[Passage given]
_ _ _ _ _ _ _

I have a question about the DMVPN dual hub  and spokes over public internet scenario.

I am going to use PKI AAA authentication and I understand that in order to enroll a spoke that has never been connected to our office LAN and just being deployed remotely at the remote location I would need to have my CA server be exposed to the internet and public ip address of the CA server needs to be configured under "enrollment url" on the spokes.

In order to workaround this issue I could have all spokes unpacked and enrolled with  their certs in the office first and then get them deployed at remote locations.

But, another question is that if spokes will still require access to the CA server before they do authentication to establish VPN tunnels.

So, the VPN tunnel does not get established until the spoke queries the CA and makes sure that HUB's certificate is still ok, is this correct understanding?

If this is correct, then I am wondering what is the workaround not to expose the CA server to public internet and have PKI AAA authentication on the spokes and hub.

Thanks!

.

2 Accepted Solutions

Accepted Solutions

There are different ways to solve the mentioned problems:

Initial enrolement:
Best would be to do it before sending the routers out to the remote site. But of course that is not always possible.

_ _ _ _ _ _ _

[What to work on]
a) List every initialism (an abbreviation formed from initial letters) that appears in the DMVPN discussion, each only once.
b) Continue the DMVPN discussion on certificate enrollment from the point where it stops.

_ _ _ _ _ _ _

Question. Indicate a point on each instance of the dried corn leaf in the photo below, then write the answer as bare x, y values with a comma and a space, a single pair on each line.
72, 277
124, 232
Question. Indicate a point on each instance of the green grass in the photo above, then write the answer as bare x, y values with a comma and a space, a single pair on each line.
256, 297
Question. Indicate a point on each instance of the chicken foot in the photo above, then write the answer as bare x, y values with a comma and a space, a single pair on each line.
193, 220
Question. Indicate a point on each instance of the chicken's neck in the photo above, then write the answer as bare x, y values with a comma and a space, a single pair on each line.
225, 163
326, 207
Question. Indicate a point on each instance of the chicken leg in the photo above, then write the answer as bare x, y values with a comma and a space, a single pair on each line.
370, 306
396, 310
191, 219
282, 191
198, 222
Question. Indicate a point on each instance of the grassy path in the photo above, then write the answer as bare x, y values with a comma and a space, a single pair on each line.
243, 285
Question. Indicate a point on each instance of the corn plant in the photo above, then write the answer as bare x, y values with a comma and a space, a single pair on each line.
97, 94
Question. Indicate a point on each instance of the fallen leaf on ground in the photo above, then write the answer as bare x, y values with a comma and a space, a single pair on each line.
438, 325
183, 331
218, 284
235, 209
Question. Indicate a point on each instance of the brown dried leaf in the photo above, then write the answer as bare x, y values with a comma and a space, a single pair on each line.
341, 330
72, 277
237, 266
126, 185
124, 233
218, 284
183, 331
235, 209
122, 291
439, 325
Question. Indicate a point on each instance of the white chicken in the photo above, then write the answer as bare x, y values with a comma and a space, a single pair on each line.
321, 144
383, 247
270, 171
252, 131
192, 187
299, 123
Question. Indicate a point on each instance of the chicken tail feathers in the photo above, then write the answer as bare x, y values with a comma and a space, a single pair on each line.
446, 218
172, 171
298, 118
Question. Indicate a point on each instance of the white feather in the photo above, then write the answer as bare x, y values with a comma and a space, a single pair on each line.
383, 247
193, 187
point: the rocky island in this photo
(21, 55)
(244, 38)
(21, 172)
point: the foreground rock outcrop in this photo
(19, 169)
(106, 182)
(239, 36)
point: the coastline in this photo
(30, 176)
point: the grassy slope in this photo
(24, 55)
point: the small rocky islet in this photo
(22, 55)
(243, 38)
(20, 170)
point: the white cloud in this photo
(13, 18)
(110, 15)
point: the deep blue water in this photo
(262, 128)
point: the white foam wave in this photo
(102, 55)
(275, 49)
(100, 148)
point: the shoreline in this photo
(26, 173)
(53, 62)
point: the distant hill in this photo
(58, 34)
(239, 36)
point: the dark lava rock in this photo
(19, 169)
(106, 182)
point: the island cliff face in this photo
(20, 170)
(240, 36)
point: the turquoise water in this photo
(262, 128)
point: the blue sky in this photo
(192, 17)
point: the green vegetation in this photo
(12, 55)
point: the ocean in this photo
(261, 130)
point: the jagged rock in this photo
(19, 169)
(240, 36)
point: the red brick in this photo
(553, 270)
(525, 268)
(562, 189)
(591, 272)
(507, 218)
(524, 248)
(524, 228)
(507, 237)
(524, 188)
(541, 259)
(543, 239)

_ _ _ _ _ _ _

[Outputs in order]
a) DMVPN, PKI, AAA, LAN, CA, ip (IP), VPN

b)
You could expose your internal CA to the internet for enrollment and only allow the spoke-IP to access the server. You only need tcp/80 for SCEP as it's HTTP-based. Another way is to have an additional tunnel into your network which is authenticated with PSKs. This tunel should of course use a very strict access-control and could even be shut down when not needed. This tunnel could also be used for reenrollment if for some reasons your certificate is not valid (anyone here on the forum who never made the mistake to note a wrong expiration-date in outlook and lost his VPNs the days when autoenrollment was not available? )

After enrollment, the spokes don't need to reach the CA-server any more until the certificate has to be refreshed. But (and that is what you are refering to): The spoke should check the CRL for revoked certificates. And this CRL is controlled by the CA. But the CRL doesn't have to be stored on the CA. It can also be published for example on a publicly reachable Web-server.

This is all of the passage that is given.